### TASK INSTRUCTIONS
Leaving out every picture, output the records below exactly as they are.

Items listed in a dataset

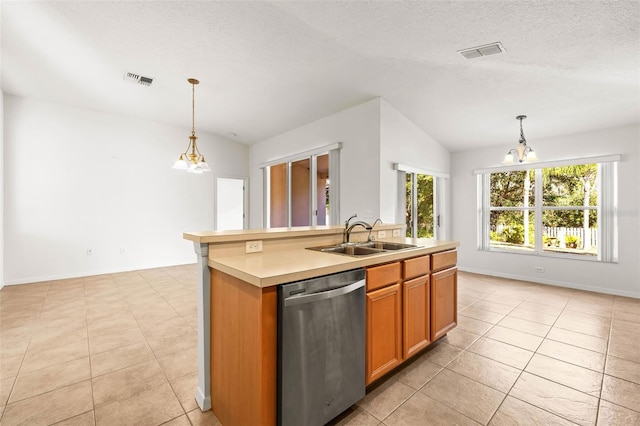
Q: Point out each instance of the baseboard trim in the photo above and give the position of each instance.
(89, 273)
(556, 283)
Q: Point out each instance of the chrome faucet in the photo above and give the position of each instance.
(347, 232)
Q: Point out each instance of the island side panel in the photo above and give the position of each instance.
(243, 351)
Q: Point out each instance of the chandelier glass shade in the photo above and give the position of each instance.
(191, 159)
(522, 153)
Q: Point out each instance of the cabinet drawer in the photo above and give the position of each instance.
(383, 275)
(443, 260)
(417, 266)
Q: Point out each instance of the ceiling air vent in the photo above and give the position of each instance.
(136, 78)
(487, 49)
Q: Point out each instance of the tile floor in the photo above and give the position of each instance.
(120, 349)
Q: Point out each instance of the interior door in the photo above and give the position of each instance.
(230, 204)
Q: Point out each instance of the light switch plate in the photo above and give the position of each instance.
(253, 246)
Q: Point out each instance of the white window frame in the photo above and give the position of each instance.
(606, 208)
(438, 197)
(333, 151)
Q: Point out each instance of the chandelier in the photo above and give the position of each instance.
(523, 152)
(191, 160)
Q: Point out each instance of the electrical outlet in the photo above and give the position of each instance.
(253, 246)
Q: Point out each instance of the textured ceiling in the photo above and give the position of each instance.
(267, 67)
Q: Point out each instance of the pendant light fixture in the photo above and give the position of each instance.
(523, 153)
(191, 160)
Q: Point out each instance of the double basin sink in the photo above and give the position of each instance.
(363, 249)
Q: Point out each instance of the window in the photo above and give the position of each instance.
(560, 210)
(298, 191)
(422, 198)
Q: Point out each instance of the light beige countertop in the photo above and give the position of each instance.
(266, 269)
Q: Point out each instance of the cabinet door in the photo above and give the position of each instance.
(415, 295)
(384, 328)
(444, 302)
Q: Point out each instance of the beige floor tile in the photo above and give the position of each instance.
(179, 421)
(534, 316)
(51, 407)
(486, 371)
(514, 337)
(117, 359)
(618, 324)
(42, 358)
(153, 406)
(623, 369)
(107, 342)
(464, 395)
(179, 364)
(585, 317)
(460, 338)
(473, 325)
(482, 315)
(162, 346)
(573, 355)
(85, 419)
(421, 410)
(514, 412)
(112, 325)
(418, 373)
(441, 353)
(126, 383)
(6, 385)
(621, 392)
(596, 330)
(50, 378)
(624, 344)
(542, 308)
(526, 326)
(9, 366)
(614, 415)
(496, 307)
(385, 398)
(627, 316)
(355, 416)
(573, 376)
(580, 340)
(185, 389)
(501, 352)
(558, 399)
(198, 418)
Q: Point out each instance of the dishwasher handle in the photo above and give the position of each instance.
(314, 297)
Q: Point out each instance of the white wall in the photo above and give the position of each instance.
(358, 128)
(1, 189)
(78, 179)
(401, 141)
(622, 278)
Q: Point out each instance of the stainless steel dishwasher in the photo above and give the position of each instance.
(321, 347)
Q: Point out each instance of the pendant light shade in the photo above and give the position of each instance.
(191, 159)
(522, 153)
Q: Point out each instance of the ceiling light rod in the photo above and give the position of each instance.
(192, 162)
(523, 152)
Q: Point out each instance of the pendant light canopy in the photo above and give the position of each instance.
(191, 160)
(523, 153)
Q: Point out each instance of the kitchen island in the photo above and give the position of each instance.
(237, 306)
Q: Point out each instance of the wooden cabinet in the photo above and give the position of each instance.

### EXERCISE RESULT
Q: Point out each instance of the baseboard trim in the photo above and give the position of each instance.
(89, 273)
(556, 283)
Q: Point out each instance of the chrome faucet in the photo above and give the position of each instance.
(347, 232)
Q: Point out each instance of the island side panel in the photo above and give the position of each instance.
(243, 351)
Q: Point out each instance of the chandelier glass shade in the photo above and give the position of each instance.
(191, 159)
(522, 153)
Q: Point out each instance of the cabinet drawer in the photo above and give the position of each instance.
(383, 275)
(443, 260)
(417, 266)
Q: Point out each instance of the ceiling air vent in the photo above and give the position of each instance.
(136, 78)
(487, 49)
Q: Point out each instance of the tile floor in the photo above and give the position of each instance.
(120, 349)
Q: Point out each instance of the interior door in the photo above and give the position of each instance.
(230, 204)
Q: Point out each instance of the light switch plate in the photo above and give the position of each instance.
(253, 246)
Q: Point out each instance of the white window frame in the photo above and give the position of each instance.
(606, 208)
(438, 197)
(333, 151)
Q: Point out each instance of the chandelier in the photo above and give the position of each instance.
(523, 152)
(191, 160)
Q: Point out each instance of the electrical outlet in the photo above and give the position of each instance.
(253, 246)
Q: Point out each instance of the textured ceiling in the photo above and give the position of each instance.
(267, 67)
Q: Point out each instance of the pendant light fixture in the photo above and give the position of each instance.
(523, 153)
(191, 160)
Q: Point out each instance of the double basin sink in the photo above and give the position of each instance.
(363, 249)
Q: Point out each instance of the window in the photo above and give the position of each instance.
(560, 210)
(298, 191)
(422, 198)
Q: Point out each instance of the light beige countertop in the photo above and give the position of each instance.
(266, 269)
Q: Point out each instance of the cabinet door in the photo above and give the position of each instance.
(415, 295)
(384, 328)
(444, 302)
Q: Point out each instance of the beige floor tile in the photo above and give the position of each instance.
(179, 421)
(534, 316)
(51, 407)
(486, 371)
(514, 337)
(117, 359)
(618, 324)
(42, 358)
(153, 406)
(623, 369)
(107, 342)
(464, 395)
(179, 364)
(585, 317)
(460, 338)
(473, 325)
(482, 315)
(162, 346)
(573, 355)
(85, 419)
(421, 410)
(514, 412)
(112, 325)
(418, 373)
(441, 353)
(126, 383)
(6, 385)
(621, 392)
(596, 330)
(50, 378)
(624, 344)
(542, 308)
(526, 326)
(9, 366)
(614, 415)
(496, 307)
(385, 398)
(627, 316)
(355, 416)
(573, 376)
(580, 340)
(185, 389)
(501, 352)
(558, 399)
(198, 418)
Q: Point out each instance of the dishwasher handle in the photo above and give the position of each instance.
(314, 297)
Q: Point out each instance of the white wall in the photo above and give the position of each instance.
(358, 128)
(1, 189)
(78, 179)
(401, 141)
(622, 278)
Q: Point out each instance of the stainless steel dishwasher in the photo above and give the position of each instance.
(321, 347)
Q: Point out each instance of the pendant light shade in the photo above and give the position of each instance.
(191, 159)
(522, 153)
Q: Point out each instance of the ceiling light rod in the photo above and give the position of each instance.
(192, 162)
(523, 152)
Q: Point out each instance of the pendant light canopy in the photo above and give the position of each instance.
(191, 160)
(523, 153)
Q: Point out each instance of the kitchen island in the photo above and give the position of each instance.
(237, 306)
Q: Point out each instance of the wooden cabinet in the photo above and give the position of each instance.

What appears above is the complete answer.